Using the records below, quote only the span that opens with the line containing "pixel 725 1184" and closes with the line containing "pixel 792 1102", exactly and inclusively.
Segment Start: Material for this task
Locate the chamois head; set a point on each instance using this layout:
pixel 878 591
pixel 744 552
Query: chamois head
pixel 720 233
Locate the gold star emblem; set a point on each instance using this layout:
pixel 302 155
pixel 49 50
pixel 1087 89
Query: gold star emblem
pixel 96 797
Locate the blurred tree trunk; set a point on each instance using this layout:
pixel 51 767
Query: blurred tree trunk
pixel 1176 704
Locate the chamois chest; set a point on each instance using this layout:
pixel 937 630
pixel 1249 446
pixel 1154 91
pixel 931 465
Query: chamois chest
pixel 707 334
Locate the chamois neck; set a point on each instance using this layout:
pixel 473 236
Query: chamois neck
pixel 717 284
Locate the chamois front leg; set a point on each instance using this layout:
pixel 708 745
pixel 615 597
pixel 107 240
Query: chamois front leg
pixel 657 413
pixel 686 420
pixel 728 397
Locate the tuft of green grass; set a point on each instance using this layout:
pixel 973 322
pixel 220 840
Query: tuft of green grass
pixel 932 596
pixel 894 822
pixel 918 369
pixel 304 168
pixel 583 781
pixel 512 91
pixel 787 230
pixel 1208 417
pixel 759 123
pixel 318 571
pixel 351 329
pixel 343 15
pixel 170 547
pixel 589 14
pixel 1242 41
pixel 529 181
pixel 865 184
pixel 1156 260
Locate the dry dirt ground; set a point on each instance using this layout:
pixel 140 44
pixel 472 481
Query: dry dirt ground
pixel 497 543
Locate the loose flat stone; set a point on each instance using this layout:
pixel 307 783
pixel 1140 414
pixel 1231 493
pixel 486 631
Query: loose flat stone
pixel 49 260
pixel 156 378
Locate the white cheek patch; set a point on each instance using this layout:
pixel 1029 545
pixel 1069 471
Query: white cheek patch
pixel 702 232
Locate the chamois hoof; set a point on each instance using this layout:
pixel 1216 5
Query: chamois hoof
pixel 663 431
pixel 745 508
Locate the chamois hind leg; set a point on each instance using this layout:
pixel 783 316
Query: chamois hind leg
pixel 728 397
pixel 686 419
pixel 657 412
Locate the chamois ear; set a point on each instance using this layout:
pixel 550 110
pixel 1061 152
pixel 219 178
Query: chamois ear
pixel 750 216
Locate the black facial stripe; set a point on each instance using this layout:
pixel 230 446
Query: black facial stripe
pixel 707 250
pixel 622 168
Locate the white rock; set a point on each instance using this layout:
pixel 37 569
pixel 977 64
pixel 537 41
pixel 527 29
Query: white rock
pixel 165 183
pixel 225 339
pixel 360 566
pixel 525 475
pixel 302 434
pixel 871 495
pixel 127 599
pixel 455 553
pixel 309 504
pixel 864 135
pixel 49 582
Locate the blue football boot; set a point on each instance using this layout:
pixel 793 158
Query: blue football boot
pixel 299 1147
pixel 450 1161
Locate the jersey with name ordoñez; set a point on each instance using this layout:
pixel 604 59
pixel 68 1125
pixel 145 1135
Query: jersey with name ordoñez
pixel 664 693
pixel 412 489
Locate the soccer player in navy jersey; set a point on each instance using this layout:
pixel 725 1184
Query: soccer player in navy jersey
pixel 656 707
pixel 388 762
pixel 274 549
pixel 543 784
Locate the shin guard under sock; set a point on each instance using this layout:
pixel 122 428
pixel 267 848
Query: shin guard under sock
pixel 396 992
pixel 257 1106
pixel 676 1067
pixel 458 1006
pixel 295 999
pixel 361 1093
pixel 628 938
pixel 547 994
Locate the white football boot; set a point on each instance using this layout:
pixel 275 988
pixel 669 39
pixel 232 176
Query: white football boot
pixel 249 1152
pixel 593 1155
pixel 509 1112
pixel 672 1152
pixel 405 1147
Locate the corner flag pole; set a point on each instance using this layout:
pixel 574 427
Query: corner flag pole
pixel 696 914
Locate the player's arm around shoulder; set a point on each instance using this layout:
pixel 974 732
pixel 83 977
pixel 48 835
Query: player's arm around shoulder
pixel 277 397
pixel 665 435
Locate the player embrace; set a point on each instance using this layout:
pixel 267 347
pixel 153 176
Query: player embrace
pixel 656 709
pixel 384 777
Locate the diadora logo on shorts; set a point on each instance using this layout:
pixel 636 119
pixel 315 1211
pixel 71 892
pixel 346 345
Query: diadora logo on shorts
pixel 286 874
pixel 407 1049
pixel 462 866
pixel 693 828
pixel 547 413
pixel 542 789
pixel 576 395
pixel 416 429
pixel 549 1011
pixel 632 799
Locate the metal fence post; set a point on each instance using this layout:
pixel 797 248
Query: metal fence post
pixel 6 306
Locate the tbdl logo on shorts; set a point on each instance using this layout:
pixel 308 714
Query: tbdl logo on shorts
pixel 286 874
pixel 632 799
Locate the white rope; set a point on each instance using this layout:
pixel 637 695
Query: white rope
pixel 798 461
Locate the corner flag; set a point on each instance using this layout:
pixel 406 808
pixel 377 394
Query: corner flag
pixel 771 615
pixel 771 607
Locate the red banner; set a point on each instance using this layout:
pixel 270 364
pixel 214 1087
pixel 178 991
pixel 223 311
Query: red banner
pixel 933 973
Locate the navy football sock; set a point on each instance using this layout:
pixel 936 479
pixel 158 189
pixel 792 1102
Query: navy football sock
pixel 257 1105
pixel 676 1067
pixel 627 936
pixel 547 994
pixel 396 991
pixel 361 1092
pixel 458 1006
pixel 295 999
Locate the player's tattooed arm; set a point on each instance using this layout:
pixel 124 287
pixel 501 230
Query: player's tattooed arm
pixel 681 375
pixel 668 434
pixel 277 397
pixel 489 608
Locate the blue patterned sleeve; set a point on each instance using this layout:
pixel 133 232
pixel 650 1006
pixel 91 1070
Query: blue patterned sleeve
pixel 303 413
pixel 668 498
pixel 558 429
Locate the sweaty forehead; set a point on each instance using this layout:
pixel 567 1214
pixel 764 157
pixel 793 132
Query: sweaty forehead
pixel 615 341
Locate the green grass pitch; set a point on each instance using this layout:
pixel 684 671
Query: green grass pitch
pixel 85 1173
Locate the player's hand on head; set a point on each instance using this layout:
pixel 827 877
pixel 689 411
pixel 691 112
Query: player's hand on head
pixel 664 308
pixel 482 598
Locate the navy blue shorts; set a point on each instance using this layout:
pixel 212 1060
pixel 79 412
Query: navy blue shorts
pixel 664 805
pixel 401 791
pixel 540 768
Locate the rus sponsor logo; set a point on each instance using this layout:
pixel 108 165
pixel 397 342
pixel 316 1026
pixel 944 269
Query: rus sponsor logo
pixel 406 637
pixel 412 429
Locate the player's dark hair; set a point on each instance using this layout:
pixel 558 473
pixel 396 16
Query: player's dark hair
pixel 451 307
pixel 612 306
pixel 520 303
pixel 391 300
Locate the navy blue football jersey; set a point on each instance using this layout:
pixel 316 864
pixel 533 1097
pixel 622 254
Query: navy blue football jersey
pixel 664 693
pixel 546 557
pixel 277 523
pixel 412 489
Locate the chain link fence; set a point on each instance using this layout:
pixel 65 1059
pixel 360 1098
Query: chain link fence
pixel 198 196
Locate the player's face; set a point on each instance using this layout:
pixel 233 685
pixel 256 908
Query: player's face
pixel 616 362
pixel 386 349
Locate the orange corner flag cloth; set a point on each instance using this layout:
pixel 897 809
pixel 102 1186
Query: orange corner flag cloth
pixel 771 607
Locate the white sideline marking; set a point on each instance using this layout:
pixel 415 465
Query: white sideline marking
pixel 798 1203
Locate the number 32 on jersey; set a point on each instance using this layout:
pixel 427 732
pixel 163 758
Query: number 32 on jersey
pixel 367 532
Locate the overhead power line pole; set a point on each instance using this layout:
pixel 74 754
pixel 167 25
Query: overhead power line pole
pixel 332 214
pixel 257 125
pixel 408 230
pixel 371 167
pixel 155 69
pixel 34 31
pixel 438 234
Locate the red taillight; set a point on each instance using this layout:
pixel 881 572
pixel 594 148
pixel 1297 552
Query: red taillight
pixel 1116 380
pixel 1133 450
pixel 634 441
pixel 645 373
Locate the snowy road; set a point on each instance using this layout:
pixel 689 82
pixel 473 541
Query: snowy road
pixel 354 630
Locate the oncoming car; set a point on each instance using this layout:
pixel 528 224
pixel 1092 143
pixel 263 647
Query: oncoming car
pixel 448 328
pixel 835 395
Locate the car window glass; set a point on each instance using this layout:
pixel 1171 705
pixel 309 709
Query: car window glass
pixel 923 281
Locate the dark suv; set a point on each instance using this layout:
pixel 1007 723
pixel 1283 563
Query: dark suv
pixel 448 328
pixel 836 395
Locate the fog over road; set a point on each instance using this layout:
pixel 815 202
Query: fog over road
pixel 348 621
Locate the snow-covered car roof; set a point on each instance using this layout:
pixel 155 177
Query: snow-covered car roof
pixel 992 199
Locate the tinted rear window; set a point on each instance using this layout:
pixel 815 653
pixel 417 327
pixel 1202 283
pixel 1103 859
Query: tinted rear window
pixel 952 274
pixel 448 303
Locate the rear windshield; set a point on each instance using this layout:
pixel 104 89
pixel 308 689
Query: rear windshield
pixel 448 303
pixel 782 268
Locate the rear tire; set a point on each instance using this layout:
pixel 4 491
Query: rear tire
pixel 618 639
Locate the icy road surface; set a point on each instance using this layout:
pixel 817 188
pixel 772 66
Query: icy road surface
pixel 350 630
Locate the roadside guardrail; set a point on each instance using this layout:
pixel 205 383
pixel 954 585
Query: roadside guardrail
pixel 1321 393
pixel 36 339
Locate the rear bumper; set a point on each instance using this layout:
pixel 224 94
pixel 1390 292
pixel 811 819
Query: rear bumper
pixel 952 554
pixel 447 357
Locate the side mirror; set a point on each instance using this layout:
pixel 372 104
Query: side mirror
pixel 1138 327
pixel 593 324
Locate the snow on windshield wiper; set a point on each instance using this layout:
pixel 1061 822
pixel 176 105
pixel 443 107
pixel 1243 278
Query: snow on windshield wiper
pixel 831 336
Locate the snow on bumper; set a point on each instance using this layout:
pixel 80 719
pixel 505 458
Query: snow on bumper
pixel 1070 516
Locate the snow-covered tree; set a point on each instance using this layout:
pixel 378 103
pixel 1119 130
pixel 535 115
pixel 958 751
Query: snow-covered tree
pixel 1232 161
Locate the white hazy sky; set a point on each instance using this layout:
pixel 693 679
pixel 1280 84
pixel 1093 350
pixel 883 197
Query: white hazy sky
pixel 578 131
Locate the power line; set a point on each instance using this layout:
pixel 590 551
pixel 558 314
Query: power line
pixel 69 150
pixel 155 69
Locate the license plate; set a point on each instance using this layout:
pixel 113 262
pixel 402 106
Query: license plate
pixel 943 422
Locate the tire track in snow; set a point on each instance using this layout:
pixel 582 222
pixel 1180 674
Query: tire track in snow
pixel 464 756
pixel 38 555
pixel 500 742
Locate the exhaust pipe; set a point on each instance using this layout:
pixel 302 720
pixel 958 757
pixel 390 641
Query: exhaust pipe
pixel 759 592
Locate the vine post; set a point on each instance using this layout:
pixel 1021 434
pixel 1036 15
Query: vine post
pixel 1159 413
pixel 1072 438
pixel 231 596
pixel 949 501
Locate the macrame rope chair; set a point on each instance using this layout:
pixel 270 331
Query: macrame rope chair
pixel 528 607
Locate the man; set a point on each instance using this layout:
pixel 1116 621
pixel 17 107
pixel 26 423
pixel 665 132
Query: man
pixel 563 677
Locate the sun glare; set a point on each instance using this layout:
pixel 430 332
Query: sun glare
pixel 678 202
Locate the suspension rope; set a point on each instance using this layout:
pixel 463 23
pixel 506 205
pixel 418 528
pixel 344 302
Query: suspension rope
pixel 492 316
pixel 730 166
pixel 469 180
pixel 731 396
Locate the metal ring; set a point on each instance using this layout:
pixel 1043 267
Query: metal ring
Segment End: Material for this task
* [Response area]:
pixel 725 1184
Query: soccer player in navy jersey
pixel 656 707
pixel 388 762
pixel 274 549
pixel 543 784
Locate the shin guard under sock; set a point on each instance using this layout:
pixel 122 428
pixel 267 848
Query: shin guard under sock
pixel 396 992
pixel 257 1106
pixel 676 1067
pixel 458 1006
pixel 295 999
pixel 361 1093
pixel 628 938
pixel 547 994
Locate the white football boot; set a point on each instance using this layout:
pixel 275 988
pixel 669 39
pixel 232 176
Query: white football boot
pixel 249 1152
pixel 593 1155
pixel 509 1112
pixel 672 1152
pixel 405 1147
Locate the corner flag pole; set a point on each instance using this layout:
pixel 574 427
Query: corner flag pole
pixel 696 914
Locate the player's arm around shoulder; set a point on each instance using this layout:
pixel 974 732
pixel 83 977
pixel 48 835
Query: player's arm around shoulder
pixel 277 397
pixel 665 435
Locate the player embrace; set a point on each instance using this layout:
pixel 267 347
pixel 153 176
Query: player embrace
pixel 656 709
pixel 384 777
Locate the diadora logo on shorts; set a point on each instance using this layout:
pixel 636 119
pixel 315 1211
pixel 71 892
pixel 346 345
Query: diadora logo on shorts
pixel 286 874
pixel 407 1049
pixel 462 866
pixel 693 828
pixel 547 413
pixel 542 789
pixel 576 395
pixel 416 429
pixel 549 1011
pixel 632 799
Locate the metal fence post; set a point on each instance using this layout:
pixel 797 248
Query: metal fence post
pixel 6 306
Locate the tbdl logo on shorts; set a point on each instance using this layout:
pixel 308 714
Query: tbdl logo on shorts
pixel 286 874
pixel 632 799
Locate the white rope; set a point on each instance using this layout:
pixel 637 695
Query: white rope
pixel 798 461
Locate the corner flag; set a point on each instance using this layout:
pixel 406 808
pixel 377 394
Query: corner flag
pixel 771 615
pixel 771 607
Locate the red banner; set a point on each instance using this layout:
pixel 270 364
pixel 214 1087
pixel 178 991
pixel 223 311
Query: red banner
pixel 933 973
Locate the navy football sock; set a point on each instance using this layout:
pixel 936 479
pixel 158 189
pixel 792 1102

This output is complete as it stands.